PROVIDED DATA:
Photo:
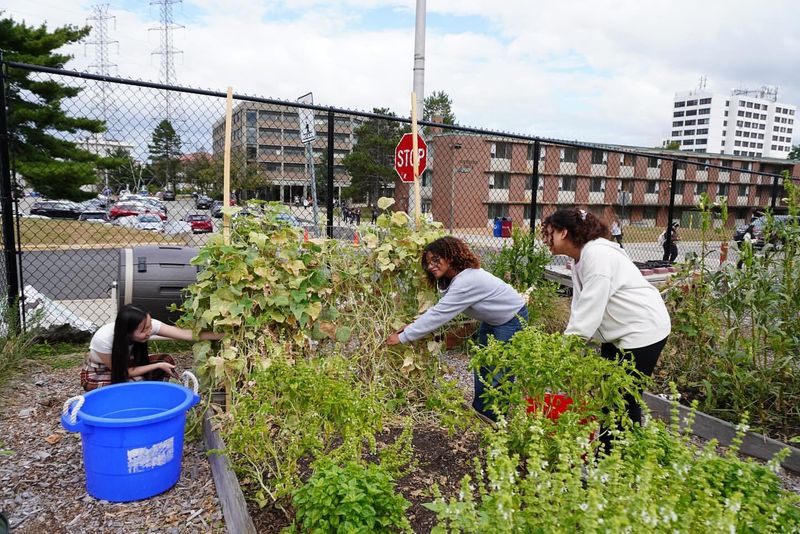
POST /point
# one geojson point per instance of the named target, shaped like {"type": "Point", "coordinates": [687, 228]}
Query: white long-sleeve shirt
{"type": "Point", "coordinates": [478, 294]}
{"type": "Point", "coordinates": [611, 300]}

EXERCISE INSTRUCTIONS:
Copy every line of the rows above word for word, leaving out the pictures.

TASK OUTPUT:
Photo:
POST /point
# one geojson point per instance of the named target, shaped like {"type": "Point", "coordinates": [687, 228]}
Query: white long-sleeve shirt
{"type": "Point", "coordinates": [478, 294]}
{"type": "Point", "coordinates": [611, 300]}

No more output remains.